%%

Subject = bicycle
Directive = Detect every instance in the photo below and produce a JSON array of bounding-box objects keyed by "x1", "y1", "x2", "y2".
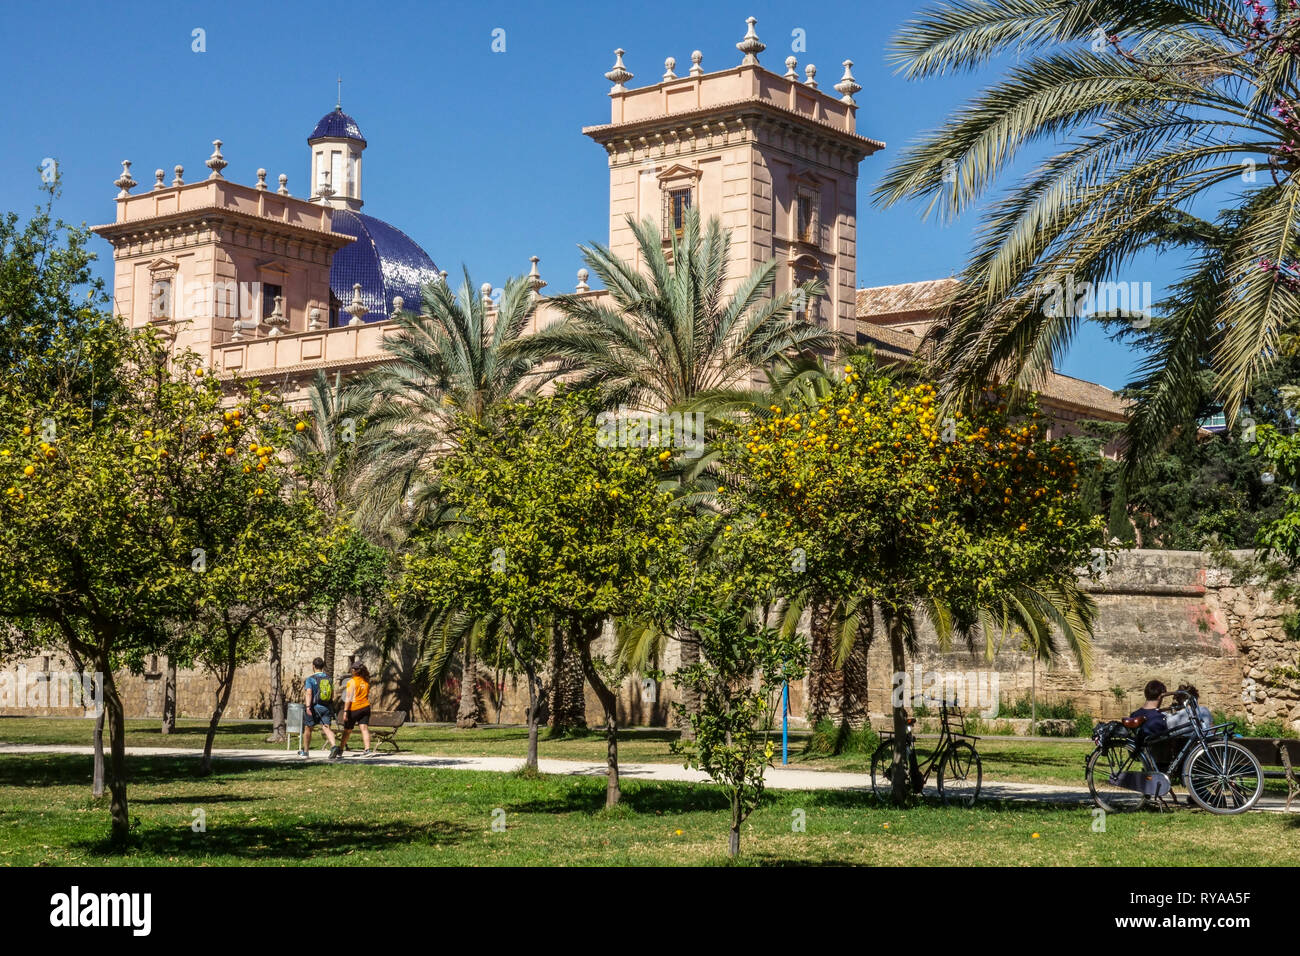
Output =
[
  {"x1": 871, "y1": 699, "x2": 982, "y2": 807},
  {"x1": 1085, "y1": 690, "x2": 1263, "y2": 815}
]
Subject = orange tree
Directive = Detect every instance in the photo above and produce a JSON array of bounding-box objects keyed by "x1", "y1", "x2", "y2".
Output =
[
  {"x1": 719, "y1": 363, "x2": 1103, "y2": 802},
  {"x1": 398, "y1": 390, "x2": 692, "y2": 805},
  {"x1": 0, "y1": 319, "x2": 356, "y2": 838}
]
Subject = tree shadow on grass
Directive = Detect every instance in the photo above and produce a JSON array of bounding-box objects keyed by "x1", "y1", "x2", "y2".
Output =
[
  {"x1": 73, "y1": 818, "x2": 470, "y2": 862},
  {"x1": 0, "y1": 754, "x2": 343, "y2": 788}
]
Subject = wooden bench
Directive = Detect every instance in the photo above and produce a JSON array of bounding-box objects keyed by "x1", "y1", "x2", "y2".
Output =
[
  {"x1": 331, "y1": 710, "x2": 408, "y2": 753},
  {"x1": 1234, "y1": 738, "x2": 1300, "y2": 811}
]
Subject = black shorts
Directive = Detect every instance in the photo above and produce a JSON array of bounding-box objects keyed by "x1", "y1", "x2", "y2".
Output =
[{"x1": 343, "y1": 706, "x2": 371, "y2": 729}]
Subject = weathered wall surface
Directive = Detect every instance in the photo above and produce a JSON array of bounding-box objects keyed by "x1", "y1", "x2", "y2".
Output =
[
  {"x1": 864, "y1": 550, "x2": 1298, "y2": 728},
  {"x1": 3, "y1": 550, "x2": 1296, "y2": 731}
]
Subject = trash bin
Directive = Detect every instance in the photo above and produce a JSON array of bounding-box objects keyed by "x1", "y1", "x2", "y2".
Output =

%%

Among the lines above, find those that contain the word "Subject" and copy them.

Written answer:
Subject = bicycle
Subject = orange tree
Subject = tree shadow on grass
Subject = wooden bench
Subject = black shorts
Subject = weathered wall surface
Subject = trash bin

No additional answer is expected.